* 課題の目的 *
本文によれば、ユーゴが分裂して内乱に突入した後、イヴァンはどちらの側に徴兵されましたか。

* 本文 *
========================================================================
なぜなら、彼の一生は気の毒なくらいに馬鹿馬鹿しい運命に左右されてしまったのですから。彼の冗談めいた悲喜劇的な人生はそのまま、ユーゴスラビアクロアチアの半世紀と重なります。

祖国を人一倍愛していることを示すために建国を祝う国旗をたくさん提供しようと思い立ち、既に飾られている紙の国旗を引き剥がしたために、「国家と労働者の敵」と言われた少年時代。医学の道を志して解剖学で優秀な成績を修めたものの、冗談からチトーの暗殺未遂を疑われて強制労働収容所に送られてしまった学生時代。もともと体制派で権力志向が強かったのに、それがことごとく裏目に出てしまうのですが、彼の悲喜劇はこんなことにとどまりません。

哲学の道も挫折し酒場で自意識過剰な哲学論議を繰り広げるだけの存在になり果てたイヴァンは、やがて自分自身をユーゴと同一視するに至るのですが、チトーの死後、ユーゴは分裂し内乱に突入。分裂しかけたのは彼の精神だけでなく、イヴァンはセルビア側に徴兵され、母国であるクロアチアと戦うハメに・・。

国境の町ヴコヴァルでの市街戦をピークとするクロアチア紛争までは、イヴァンと国家の運命はある意味シンクロしているようですが、本書の「四月馬鹿」ぶりは、むしろこの後が真骨頂。

戦火から救出した、学生時代にあこがれていた女性と結婚して子どもも授かり、教職にもついて平穏な暮らしが始まったと思いきや、彼の人生にはとんでもないことが待ち受けていたのです。それは、生と死と性のレベルで繰り広げられる、想像を絶するシュールな悲喜劇。
========================================================================
* 提供情報 *
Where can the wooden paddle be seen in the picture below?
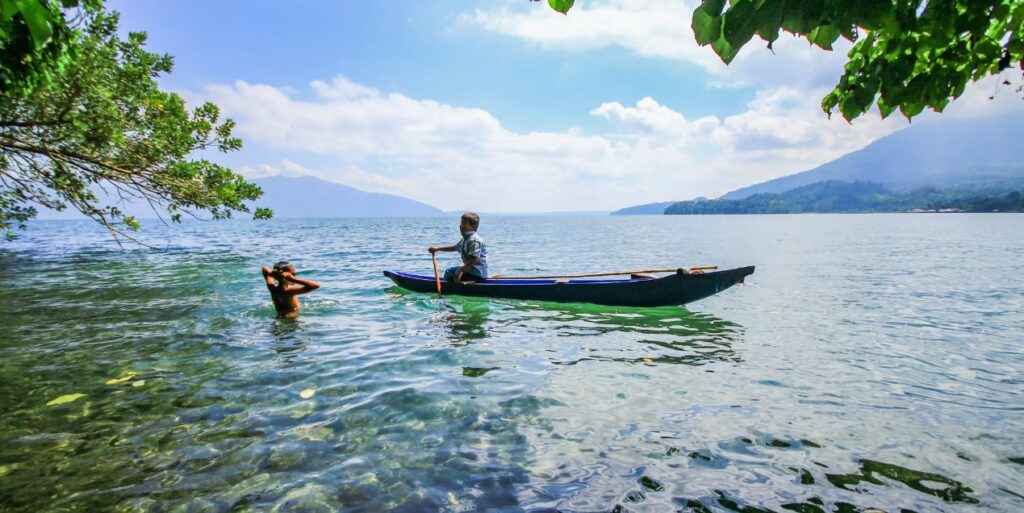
========================================================================
* 解答 *
セルビア側です。